§ **SHORT TASK**
Extract every line in the records below that contains the string "ceramic". Matching is case-sensitive.

§ **DATA ROWS**
begin
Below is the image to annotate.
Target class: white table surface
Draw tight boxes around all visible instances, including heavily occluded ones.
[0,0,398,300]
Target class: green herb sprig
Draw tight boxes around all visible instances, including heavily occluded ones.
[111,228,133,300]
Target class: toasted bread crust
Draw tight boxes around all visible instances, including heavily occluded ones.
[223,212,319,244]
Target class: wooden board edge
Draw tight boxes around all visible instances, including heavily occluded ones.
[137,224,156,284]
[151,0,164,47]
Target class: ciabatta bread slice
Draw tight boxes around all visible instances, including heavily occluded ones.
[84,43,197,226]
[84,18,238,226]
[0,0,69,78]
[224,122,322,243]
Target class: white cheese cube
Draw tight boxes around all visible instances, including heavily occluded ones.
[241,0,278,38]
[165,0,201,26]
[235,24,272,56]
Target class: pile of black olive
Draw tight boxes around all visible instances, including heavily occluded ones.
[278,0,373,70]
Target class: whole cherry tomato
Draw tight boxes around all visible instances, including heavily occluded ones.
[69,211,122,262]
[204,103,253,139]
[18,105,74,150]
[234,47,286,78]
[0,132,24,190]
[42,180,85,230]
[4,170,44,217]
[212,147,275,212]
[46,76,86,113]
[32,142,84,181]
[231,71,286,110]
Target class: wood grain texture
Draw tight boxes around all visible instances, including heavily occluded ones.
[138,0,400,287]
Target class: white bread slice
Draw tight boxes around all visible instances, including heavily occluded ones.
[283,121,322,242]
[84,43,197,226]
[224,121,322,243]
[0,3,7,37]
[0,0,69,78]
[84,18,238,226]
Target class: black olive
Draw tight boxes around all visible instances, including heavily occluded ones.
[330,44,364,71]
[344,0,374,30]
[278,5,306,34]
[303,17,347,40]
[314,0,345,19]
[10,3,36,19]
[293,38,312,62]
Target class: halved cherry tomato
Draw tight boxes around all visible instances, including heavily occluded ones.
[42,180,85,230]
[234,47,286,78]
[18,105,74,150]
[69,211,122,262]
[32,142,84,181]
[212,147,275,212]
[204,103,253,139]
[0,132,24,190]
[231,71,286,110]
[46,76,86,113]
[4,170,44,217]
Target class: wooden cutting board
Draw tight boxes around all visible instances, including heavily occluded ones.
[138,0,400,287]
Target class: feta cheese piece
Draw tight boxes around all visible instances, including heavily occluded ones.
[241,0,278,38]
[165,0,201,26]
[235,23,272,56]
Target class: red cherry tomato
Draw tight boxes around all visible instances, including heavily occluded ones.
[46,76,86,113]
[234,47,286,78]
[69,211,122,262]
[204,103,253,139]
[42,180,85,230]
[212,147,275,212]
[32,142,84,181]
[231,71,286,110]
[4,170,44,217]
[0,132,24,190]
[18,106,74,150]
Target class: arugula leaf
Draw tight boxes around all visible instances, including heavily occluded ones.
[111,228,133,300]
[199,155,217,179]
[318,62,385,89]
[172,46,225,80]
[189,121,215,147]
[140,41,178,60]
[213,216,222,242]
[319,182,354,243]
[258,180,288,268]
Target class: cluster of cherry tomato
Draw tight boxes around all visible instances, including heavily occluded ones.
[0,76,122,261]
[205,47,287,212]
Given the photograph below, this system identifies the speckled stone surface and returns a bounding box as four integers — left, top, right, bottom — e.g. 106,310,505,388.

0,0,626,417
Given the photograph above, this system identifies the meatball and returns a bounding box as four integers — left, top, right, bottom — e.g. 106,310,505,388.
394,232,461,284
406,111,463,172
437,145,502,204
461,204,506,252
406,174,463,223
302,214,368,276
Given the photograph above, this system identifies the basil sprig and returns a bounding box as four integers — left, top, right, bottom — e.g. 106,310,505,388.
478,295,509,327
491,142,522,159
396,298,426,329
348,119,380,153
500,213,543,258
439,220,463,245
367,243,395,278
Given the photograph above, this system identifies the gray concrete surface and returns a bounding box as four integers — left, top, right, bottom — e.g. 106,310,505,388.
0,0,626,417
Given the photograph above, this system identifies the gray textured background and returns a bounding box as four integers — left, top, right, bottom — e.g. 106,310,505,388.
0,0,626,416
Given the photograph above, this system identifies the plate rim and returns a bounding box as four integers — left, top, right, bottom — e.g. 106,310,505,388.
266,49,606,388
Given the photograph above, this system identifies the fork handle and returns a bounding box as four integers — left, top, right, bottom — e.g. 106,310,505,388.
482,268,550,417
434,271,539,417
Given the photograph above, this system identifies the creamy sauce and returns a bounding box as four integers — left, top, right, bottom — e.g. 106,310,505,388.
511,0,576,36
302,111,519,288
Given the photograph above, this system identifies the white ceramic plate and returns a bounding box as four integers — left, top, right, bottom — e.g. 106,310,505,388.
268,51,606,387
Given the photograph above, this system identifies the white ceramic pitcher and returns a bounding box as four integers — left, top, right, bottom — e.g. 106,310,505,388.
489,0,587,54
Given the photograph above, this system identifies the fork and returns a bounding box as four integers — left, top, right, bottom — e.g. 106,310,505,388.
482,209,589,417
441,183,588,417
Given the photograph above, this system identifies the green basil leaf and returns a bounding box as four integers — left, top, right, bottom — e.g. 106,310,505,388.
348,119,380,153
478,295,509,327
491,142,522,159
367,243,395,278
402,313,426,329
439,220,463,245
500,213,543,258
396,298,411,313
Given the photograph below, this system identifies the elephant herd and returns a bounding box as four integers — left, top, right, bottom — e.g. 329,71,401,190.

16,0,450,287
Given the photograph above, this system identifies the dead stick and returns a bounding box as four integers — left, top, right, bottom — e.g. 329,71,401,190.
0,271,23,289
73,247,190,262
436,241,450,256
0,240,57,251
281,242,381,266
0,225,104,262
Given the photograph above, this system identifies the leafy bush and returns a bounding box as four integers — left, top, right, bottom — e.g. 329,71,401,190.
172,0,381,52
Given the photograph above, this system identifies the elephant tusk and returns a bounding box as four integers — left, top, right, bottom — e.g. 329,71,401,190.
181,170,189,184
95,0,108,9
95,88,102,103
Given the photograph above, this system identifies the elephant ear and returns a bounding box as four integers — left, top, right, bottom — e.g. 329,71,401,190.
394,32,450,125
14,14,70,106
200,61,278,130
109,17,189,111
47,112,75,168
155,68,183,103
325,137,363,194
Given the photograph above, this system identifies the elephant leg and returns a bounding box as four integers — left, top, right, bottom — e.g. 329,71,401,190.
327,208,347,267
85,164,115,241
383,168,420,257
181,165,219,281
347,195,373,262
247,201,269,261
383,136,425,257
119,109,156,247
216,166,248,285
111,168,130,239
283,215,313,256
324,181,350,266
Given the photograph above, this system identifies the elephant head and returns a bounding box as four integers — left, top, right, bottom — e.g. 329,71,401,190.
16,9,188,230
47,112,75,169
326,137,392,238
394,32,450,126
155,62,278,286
end
§ **IN RESPONSE**
Given the photograph above, this system identifies the white ceramic plate and returns a bounding box as four integers — left, top, right, bottom — e.g. 106,310,505,388.
Given the photograph above, this system identifies the white ceramic pitcher and returns a bounding box as four integers — left, top, right, bottom — e.g. 106,310,505,388.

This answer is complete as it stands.